• [Reading text]:
--- START ---

Unexpected disasters, natural or man made, are getting commoner by the day and failure to address the emotional trauma and psychological impact of survivors such as the relatives of road traffic accident victims, often leaves a glaring hole in people’s lives and personalities.
For most of us, it would be impossible to imagine the emotional trauma and agony of those who have seen loved ones been dragged away by flood waters or buried alive by landslides, or perhaps even worse, just missing! How and what can be done for them?
I was watching the TV interview of one of the relatives of a recent RTA victim and was saddened to hear how the lives of the family members had had been catapulted since the young man’s death.
At the outset it is important to know the sequence of reaction that a traumatised person goes through. The first stage is one of denial or disbelief at the suddenness of the upheaval. It is followed usually by anger, often directed at people around, government, at oneself or even God.
The 3rd stage is of emotional bargaining. A typical thought in this phase is “Why did it have to be my son and not me?”
The 4th is of depression: that deep sense of loss, hollowness and despair.
It is only in the 5th stage that one accepts, and begins to cope by trying to pick up the broken pieces of life.
Psychological support is now accepted as an essential component of disaster management in developed countries. A lot can be achieved by rushing trained counsellors to survivors in addition to moving stranded people to safety, providing shelter, food and water, helping re-unite families and friends, and providing accurate information.
The setting of natural disasters does not provide the luxury of “one hour on the couch” kind of psychological counselling, says a young counsellor, who feels the goal needs to be supportive rather than therapeutic at this stage. The way best way to deal with victims in such occasions is to listen with empathy, and legitimise their feelings. If someone is angry for instance, it is best to say “ I can understand. I would be angry too”.
What often works well is for people to realise that they are not alone in their grief. They often find solace in sharing their experience with fellow victims in relief camps, with disaster counsellors, NGO workers, religious heads and with doctors.
Some need medicines to cope with anxiety and depression. Networking with fellow sufferers can really help. Is it not amazing that families of the Upahar cinema fire tragedy of Delhi or the Air India crash over the Atlantic that occurred several decades ago, have still stuck together?
Wounds of the mind take long time to heal, and often never do for the rest of life. The government, police, judiciary and NGOs need to be sensitive and keep psychological support in mind in its long term rehabilitation program.

--- END ---

• [Information given]:
--- START ---

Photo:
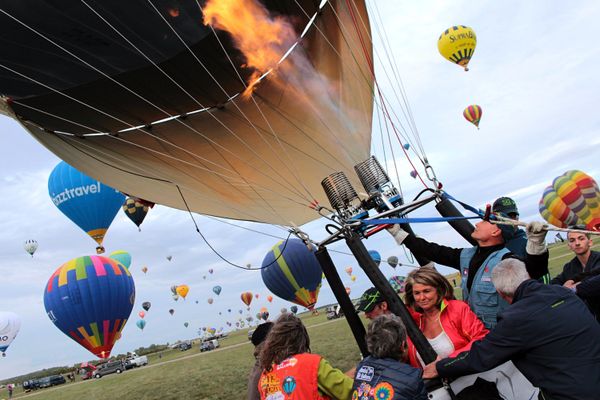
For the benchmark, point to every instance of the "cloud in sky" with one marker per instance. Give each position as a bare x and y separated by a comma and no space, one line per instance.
534,73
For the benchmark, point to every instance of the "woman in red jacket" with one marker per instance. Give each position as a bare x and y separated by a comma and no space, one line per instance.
448,324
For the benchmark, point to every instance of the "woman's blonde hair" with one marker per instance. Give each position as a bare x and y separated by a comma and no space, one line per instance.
430,277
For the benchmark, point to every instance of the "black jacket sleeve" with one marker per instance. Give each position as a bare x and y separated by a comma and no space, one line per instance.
444,255
589,288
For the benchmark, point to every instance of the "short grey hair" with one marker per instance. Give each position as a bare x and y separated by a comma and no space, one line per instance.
508,275
385,336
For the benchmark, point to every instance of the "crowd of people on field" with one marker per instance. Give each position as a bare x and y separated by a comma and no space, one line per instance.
512,321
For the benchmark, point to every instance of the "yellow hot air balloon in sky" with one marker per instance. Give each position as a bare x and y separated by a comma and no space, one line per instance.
457,44
183,290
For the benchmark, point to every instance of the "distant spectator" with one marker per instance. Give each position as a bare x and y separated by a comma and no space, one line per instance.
383,374
582,273
257,339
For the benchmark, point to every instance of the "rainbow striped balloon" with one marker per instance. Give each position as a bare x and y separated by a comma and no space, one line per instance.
572,199
473,114
90,299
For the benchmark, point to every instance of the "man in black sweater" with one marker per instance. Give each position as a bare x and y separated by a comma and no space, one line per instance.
582,273
547,332
477,263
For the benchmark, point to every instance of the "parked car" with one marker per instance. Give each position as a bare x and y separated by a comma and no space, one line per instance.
31,384
207,346
109,368
51,380
185,346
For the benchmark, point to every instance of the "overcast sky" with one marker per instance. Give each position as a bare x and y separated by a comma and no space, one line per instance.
534,73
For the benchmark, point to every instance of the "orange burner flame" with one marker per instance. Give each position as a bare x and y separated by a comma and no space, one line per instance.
261,38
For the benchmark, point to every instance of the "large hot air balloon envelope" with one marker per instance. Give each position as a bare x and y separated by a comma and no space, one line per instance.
117,121
90,299
291,271
573,198
457,44
121,256
246,298
473,114
10,323
30,246
90,204
136,210
393,261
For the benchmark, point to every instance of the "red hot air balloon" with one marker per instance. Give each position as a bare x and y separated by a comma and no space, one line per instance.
473,114
246,298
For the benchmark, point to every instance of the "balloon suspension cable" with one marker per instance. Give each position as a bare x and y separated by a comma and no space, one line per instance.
247,268
499,220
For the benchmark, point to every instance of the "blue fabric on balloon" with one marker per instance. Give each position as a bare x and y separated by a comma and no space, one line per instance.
90,204
291,271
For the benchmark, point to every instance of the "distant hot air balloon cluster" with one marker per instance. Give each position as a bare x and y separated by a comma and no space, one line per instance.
90,299
573,198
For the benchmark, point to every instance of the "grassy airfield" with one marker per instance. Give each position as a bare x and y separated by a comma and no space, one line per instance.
222,373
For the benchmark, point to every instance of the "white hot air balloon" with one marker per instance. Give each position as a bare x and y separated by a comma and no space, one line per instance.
10,323
30,246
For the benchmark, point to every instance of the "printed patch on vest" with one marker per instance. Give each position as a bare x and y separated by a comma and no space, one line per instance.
383,391
365,373
362,392
270,385
276,396
289,384
288,362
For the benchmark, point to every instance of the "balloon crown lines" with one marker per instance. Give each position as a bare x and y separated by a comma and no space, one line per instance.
79,191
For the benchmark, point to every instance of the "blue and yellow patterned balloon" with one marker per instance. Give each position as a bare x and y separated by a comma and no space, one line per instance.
90,299
290,270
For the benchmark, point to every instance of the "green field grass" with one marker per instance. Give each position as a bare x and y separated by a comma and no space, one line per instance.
223,373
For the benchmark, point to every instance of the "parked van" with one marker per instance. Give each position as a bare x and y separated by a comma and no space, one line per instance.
109,368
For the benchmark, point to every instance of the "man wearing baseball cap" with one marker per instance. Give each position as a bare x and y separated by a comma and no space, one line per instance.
515,239
372,304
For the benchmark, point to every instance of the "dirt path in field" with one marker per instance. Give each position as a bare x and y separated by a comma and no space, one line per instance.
39,392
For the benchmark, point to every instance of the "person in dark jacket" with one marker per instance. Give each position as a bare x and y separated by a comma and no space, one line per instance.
477,263
581,273
258,338
547,332
383,374
515,238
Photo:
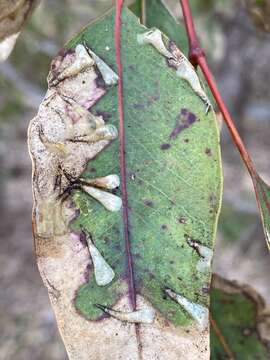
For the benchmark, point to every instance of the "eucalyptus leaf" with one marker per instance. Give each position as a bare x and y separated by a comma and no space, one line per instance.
92,268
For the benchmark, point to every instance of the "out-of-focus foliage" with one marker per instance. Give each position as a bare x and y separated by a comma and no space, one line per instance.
13,15
259,11
240,322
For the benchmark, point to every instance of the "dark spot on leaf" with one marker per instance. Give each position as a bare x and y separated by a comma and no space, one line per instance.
208,152
183,121
148,203
105,115
100,81
247,332
165,146
132,176
205,290
139,106
182,220
82,239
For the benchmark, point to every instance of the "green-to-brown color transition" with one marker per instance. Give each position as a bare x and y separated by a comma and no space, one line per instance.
174,179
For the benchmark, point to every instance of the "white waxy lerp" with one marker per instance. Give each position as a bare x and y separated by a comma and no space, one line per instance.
154,37
110,201
144,316
104,274
198,312
106,182
109,76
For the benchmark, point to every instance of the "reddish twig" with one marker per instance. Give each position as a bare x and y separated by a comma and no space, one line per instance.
197,57
117,37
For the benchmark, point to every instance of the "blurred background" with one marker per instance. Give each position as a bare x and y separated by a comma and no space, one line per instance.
238,51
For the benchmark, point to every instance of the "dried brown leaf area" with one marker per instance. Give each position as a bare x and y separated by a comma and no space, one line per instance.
63,138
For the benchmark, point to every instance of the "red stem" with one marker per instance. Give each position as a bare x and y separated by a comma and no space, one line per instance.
117,37
197,57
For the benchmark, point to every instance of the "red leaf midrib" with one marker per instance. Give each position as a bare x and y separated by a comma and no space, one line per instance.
122,159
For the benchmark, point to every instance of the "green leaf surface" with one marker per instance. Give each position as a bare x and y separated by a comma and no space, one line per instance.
237,311
174,182
263,198
158,15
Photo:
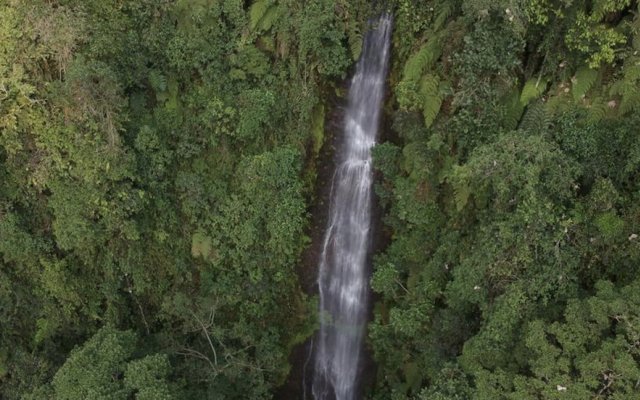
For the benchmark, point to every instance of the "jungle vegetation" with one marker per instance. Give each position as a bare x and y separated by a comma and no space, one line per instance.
158,161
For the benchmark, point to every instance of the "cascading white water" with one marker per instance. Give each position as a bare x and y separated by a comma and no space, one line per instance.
343,276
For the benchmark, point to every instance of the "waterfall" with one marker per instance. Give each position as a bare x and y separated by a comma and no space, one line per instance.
343,276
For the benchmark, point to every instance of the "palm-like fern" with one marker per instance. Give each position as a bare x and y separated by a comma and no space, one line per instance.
431,97
262,14
582,82
422,60
354,37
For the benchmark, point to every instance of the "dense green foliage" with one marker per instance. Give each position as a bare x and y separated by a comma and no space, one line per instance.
511,194
157,161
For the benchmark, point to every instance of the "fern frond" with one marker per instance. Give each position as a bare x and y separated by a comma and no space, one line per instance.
536,119
597,110
582,82
429,92
617,88
354,37
270,17
444,12
532,89
513,108
257,11
422,60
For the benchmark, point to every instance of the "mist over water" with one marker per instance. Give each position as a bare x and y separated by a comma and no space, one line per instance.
343,276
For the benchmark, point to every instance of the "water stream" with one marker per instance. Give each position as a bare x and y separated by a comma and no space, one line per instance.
343,273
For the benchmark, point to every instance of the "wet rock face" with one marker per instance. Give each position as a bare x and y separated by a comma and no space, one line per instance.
343,275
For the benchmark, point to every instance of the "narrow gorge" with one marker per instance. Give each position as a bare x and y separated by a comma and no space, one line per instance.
343,271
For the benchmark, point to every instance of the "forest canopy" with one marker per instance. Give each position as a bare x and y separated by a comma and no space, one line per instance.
159,161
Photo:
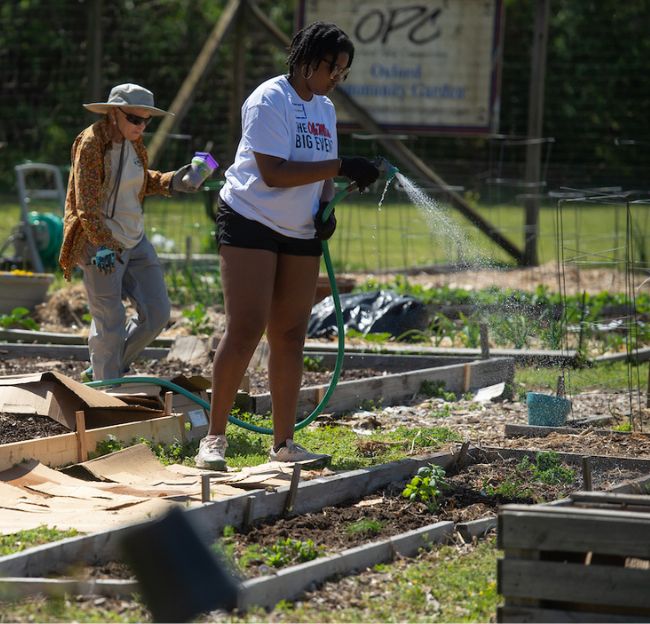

--- END ---

Reproduce the passage of the article on disaster trauma from "At the outset" to "hollowness and despair.".

At the outset it is important to know the sequence of reaction that a traumatised person goes through. The first stage is one of denial or disbelief at the suddenness of the upheaval. It is followed usually by anger, often directed at people around, government, at oneself or even God.
The 3rd stage is of emotional bargaining. A typical thought in this phase is “Why did it have to be my son and not me?”
The 4th is of depression: that deep sense of loss, hollowness and despair.